Stored items:

-------

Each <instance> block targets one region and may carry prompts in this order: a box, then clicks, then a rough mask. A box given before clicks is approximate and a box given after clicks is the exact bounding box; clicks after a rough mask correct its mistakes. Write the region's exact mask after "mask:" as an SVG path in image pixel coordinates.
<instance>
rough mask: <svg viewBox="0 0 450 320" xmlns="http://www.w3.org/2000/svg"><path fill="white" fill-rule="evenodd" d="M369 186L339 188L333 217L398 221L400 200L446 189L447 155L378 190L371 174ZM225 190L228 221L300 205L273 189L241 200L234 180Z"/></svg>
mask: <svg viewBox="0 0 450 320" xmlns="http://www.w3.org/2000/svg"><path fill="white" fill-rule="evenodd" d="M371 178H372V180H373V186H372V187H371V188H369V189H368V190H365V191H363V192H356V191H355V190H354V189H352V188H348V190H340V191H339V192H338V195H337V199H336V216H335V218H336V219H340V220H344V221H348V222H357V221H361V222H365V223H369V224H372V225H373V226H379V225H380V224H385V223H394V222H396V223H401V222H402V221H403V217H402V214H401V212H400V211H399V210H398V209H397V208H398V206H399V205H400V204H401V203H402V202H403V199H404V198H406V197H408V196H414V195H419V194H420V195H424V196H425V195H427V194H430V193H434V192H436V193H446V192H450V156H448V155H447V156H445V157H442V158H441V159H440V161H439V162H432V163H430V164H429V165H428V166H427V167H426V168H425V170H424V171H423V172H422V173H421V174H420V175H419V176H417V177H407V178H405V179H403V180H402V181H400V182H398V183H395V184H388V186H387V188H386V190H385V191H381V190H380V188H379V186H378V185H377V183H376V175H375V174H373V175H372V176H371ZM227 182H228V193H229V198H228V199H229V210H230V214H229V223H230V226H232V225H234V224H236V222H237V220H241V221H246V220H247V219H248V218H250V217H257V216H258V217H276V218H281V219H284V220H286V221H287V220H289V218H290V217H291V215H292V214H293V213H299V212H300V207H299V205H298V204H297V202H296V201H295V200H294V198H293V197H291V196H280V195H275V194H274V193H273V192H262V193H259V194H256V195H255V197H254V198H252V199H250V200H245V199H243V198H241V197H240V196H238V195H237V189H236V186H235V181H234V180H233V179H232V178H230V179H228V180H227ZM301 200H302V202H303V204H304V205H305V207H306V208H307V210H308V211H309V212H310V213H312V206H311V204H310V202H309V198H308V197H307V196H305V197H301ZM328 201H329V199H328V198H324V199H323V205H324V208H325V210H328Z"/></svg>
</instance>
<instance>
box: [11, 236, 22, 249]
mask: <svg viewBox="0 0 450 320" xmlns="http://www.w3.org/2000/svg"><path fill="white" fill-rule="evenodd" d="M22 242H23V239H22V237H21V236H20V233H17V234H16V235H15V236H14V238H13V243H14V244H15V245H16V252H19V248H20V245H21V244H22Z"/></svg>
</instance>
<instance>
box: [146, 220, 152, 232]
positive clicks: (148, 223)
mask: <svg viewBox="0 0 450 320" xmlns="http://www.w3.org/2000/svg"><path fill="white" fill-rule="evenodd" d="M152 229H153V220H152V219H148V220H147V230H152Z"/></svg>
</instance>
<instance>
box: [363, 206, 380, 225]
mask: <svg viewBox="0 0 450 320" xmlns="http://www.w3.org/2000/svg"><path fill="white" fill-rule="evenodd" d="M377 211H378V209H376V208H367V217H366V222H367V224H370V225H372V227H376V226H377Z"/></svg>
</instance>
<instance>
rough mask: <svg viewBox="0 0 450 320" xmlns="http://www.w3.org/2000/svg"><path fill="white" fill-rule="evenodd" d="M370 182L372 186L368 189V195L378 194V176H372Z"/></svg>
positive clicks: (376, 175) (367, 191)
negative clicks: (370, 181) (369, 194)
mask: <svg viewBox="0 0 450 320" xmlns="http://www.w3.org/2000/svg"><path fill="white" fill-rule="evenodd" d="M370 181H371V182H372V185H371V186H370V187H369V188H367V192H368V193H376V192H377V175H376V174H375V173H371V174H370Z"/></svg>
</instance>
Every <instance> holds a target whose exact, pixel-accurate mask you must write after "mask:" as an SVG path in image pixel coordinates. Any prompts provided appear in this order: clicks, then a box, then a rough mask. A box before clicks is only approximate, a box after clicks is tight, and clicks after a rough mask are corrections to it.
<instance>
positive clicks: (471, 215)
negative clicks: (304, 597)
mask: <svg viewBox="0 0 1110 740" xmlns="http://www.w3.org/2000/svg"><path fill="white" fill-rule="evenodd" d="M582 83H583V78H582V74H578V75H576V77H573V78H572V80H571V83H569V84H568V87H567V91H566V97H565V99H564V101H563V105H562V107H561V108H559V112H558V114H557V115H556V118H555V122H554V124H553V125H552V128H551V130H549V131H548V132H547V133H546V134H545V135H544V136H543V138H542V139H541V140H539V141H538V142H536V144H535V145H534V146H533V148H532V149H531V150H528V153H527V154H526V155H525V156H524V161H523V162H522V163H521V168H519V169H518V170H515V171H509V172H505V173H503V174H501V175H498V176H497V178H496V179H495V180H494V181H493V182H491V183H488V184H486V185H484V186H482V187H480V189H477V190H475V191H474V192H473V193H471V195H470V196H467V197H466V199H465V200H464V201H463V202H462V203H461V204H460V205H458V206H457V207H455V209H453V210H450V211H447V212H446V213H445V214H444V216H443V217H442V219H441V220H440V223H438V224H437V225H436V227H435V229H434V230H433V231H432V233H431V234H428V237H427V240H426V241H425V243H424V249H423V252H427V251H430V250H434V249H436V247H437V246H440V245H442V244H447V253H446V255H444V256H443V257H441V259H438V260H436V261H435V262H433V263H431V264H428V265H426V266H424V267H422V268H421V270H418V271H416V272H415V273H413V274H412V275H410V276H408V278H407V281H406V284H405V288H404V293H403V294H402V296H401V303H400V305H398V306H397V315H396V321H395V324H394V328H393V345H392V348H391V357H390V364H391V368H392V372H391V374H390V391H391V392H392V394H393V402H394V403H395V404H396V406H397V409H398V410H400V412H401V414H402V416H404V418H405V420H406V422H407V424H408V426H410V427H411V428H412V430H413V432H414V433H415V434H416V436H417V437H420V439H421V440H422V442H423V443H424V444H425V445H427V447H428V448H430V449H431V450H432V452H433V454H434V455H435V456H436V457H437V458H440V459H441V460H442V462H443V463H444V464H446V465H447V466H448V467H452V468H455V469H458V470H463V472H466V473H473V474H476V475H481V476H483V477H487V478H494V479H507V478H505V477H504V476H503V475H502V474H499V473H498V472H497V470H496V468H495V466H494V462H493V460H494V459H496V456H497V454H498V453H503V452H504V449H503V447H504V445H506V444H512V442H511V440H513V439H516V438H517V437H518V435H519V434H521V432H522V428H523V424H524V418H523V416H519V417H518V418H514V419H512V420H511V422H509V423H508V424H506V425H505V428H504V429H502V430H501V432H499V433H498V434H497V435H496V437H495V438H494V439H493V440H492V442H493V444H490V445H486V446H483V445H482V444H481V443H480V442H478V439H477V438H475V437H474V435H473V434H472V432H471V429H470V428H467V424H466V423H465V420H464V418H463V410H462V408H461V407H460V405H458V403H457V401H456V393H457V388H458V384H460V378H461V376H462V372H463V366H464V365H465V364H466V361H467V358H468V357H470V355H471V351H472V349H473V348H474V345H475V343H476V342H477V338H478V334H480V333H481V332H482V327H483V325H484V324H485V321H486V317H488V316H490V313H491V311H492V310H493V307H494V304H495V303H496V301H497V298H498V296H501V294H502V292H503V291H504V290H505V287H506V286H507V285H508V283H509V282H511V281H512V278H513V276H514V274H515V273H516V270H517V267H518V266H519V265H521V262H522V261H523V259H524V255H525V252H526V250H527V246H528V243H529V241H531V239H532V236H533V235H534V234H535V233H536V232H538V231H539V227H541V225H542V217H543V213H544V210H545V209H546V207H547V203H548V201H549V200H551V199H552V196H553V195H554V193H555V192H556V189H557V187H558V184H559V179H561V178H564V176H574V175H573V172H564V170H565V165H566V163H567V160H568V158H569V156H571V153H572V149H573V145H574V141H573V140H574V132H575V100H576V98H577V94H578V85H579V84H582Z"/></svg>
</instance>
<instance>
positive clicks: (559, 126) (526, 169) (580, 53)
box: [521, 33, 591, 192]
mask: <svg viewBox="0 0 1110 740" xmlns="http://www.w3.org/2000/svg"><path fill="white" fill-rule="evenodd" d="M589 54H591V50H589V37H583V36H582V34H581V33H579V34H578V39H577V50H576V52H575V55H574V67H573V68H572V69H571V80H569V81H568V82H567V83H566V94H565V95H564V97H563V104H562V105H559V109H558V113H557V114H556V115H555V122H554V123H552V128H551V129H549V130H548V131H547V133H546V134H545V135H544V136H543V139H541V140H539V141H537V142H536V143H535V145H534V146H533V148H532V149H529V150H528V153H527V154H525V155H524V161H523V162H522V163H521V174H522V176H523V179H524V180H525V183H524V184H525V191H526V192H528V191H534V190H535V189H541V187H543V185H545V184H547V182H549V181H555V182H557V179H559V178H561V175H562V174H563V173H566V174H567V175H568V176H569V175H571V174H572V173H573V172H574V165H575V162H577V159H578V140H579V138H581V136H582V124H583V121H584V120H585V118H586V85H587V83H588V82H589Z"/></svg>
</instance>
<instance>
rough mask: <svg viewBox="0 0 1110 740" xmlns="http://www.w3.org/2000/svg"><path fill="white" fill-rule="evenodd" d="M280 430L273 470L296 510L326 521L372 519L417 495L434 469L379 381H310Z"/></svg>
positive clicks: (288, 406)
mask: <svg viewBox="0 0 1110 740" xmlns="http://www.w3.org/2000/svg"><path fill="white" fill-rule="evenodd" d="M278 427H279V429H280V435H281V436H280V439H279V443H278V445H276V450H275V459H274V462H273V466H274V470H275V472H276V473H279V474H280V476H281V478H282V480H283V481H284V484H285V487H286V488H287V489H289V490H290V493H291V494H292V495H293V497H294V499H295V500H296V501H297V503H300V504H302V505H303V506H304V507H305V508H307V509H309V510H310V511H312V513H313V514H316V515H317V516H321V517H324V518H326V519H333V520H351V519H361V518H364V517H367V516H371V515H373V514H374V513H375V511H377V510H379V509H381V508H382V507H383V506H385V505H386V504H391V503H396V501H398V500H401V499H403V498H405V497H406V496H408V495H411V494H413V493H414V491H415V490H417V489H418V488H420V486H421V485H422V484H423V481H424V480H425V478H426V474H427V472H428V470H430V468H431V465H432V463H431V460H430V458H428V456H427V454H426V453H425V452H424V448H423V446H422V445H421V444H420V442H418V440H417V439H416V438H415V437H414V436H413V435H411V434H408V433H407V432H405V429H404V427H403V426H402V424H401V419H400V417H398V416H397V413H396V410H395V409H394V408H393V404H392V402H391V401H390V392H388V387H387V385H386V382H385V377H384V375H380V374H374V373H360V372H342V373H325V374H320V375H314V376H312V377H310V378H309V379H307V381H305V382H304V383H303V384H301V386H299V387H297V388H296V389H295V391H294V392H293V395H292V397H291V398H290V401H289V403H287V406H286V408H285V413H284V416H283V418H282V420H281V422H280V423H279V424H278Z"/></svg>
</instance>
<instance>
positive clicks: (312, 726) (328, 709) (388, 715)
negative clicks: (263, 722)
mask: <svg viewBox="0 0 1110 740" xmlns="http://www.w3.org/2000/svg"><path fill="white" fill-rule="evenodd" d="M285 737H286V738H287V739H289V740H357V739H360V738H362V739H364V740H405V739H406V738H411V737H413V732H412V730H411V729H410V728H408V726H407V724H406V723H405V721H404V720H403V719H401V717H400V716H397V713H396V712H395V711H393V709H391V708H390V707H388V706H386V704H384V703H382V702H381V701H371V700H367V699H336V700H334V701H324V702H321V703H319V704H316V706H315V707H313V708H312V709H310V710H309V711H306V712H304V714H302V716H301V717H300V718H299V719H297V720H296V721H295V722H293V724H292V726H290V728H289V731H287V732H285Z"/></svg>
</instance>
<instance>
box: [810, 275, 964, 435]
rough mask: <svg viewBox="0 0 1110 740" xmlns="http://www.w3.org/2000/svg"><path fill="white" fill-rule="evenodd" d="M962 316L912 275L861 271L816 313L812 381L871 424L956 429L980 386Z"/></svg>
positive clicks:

-------

» **Problem details**:
Quote the entries word for word, beginning at the very first line and ending at the line that contains "186L339 188L333 217L398". Include both of these lines.

» **Solution**:
Each <instance> block targets one region and may carry prompts in this order: a box, then clicks, then a rough mask. A box given before clicks is approximate and a box given after clicks is the exact bounding box; clicks after a rough mask correct its mistakes. Write the region's exact mask after "mask:" as an SVG path in image pixel coordinates.
<instance>
rough mask: <svg viewBox="0 0 450 320" xmlns="http://www.w3.org/2000/svg"><path fill="white" fill-rule="evenodd" d="M369 186L339 188L333 217L398 221L400 200L446 189L447 155L378 190L371 174ZM225 190L228 221L300 205L273 189L241 200L234 180Z"/></svg>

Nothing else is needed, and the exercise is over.